→ DOCUMENT EXCERPT
- - - -

BTW I tested mine without the pre-amp, which, as I recall, had gone bad years ago. I think it came with a 120VAC adaptor. Besides, the cable was only 25' long, and wasn't split, and some of my channels come in quite strong. As best I understand it, with most antenna amplifiers, if any channels come in strong, a pre-amp won't do any good, because the AGC is wide-band, so I didn't replace it.

It works with UHF, VHF channels, though I don't know if it was designed for both. It was a Shakespeare Seawatch 2030. I think Shakespeare Seawatch antennas are made by Winegard, which sells non-marine antennas too.

The Shakespeare website doesn't seem to be working well right now - links to documentation don't work. Maybe they are out of business?

The O.P. says he/she can't go up on the roof.

Another alternative is to mount a mast to the side of your home. I'm not sure you really want an outdoor antenna in the middle of your roof anyway; the electrician told me it is safer to let lightning strike currents follow a straight line to ground, and that there are National Electric code rules regarding that.

You don't have to cut the cord for a test. Duct tape whatever antenna you've got to the top of a ladder next to your house, in nice weather, when lightning is unlikely. Then run a decent coax cable, as short as you can make work, to your TV, and aim it where TVfool.com says the stations you want are located.


----------



## satcrazy (Mar 16, 2011)

KyL416 said:


> Put your address into TVFool.com to see what comes up.
> 
> I'm not sure where in Northwest PA you are, but I put in Erie as a quick check, the NBC affiliate is on VHF 12. There's some Buffalo, Toronto and Cleveland stations on VHF that might be available to you too. With a specific address you'll get a much better idea.

- - - -

→ GIVEN DATA

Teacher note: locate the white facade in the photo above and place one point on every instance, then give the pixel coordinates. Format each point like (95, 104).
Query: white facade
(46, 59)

- - - -

→ WRITTEN TASKS
1. In the antenna thread, why did the poster decide not to replace the pre-amp that had gone bad? Answer in one to three sentences.
2. According to the antenna thread, what model of antenna did the poster test?
3. Continue the antenna thread from the point where it stops.

→ OUTPUTS BY TASK
1. The poster understood that most antenna amplifiers use wide-band AGC, so a pre-amp won't help if any channels come in strong. Some of the poster's channels came in quite strong. The cable was also only 25 feet long and wasn't split.

2. A Shakespeare Seawatch 2030.

3.
> 
> There's also a lot of co-channel interference in the area coming across the lakes which might make it hard to pull in distant stations with anything but a directional antenna. The lakes give a great boost though, so it might be possible to get them in the attic if there are no major obstructions between you and the lakes.


Yes, Erie. I will look at tv fool. Thanks.



grunes said:


> BTW I tested mine without the pre-amp, which, as I recall, had gone bad years ago. I think it came with a 120VAC adaptor. Besides, the cable was only 25' long, and wasn't split, and some of my channels come in quite strong. As best I understand it, with most antenna amplifiers, if any channels come in strong, a pre-amp won't do any good, because the AGC is wide-band, so I didn't replace it.
> 
> It works with UHF, VHF channels, though I don't know if it was designed for both. It was a Shakespeare Seawatch 2030. I think Shakespeare Seawatch antennas are made by Winegard, which sells non-marine antennas too.
> 
> ...


Duct Tape,LOL I have plenty.
thanks..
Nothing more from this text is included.